Data section
%%

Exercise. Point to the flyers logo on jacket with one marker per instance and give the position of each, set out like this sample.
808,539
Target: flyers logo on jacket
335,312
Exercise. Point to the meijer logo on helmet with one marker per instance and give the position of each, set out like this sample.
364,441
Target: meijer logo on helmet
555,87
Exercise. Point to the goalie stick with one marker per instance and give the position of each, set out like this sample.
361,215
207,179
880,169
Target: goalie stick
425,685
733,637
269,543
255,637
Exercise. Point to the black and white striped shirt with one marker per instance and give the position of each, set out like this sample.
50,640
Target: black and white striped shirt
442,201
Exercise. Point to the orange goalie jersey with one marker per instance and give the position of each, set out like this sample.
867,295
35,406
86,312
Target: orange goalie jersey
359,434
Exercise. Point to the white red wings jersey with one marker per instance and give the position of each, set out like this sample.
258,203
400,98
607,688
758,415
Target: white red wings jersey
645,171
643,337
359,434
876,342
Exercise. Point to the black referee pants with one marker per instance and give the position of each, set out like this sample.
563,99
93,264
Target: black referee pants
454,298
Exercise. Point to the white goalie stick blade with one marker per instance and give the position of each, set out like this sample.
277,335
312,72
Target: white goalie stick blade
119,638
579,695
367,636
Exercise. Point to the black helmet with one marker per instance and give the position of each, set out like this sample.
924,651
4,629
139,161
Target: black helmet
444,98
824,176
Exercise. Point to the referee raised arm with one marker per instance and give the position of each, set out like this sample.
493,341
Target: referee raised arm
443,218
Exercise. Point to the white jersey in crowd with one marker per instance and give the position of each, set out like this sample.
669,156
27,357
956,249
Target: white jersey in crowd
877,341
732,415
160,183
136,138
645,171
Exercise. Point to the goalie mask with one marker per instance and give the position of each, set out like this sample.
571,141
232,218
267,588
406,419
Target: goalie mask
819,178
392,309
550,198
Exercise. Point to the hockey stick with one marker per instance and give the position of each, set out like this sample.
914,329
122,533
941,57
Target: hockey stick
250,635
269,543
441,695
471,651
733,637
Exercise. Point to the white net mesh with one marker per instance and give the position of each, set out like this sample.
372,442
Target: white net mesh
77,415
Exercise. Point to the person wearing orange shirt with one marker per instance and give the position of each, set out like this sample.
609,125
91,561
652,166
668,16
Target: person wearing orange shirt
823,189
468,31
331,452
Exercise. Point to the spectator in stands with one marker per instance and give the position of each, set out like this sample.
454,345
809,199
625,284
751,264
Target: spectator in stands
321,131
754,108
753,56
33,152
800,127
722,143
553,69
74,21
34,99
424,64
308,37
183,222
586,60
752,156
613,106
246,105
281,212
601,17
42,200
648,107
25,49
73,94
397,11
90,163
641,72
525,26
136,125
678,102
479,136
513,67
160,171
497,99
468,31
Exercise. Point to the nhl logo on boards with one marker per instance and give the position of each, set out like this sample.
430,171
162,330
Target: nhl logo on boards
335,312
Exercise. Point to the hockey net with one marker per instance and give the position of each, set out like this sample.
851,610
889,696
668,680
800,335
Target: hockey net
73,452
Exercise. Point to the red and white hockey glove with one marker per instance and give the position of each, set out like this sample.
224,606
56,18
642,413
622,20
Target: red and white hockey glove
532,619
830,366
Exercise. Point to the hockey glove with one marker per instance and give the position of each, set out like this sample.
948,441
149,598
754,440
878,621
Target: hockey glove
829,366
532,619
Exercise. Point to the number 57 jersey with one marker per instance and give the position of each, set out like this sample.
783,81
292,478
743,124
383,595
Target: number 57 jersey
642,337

%%
%%

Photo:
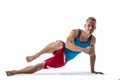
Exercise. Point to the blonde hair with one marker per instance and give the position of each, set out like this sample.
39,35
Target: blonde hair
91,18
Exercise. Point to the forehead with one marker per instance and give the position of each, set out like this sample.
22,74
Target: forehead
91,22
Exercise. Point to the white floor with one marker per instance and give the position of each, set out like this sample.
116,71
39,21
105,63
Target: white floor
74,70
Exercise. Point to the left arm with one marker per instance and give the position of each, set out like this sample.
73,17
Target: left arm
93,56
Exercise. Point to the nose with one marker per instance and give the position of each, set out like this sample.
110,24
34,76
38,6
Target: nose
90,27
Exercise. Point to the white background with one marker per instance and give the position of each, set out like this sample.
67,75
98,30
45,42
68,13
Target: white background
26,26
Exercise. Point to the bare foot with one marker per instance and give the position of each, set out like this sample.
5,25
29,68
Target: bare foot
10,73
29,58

%%

Directions for this task
Extract every line of the material above that includes the word "background", paying attention to case.

Result
Exercise. Point to the white background with one marker per instance and give the position of each, set out like this sample.
Target: white background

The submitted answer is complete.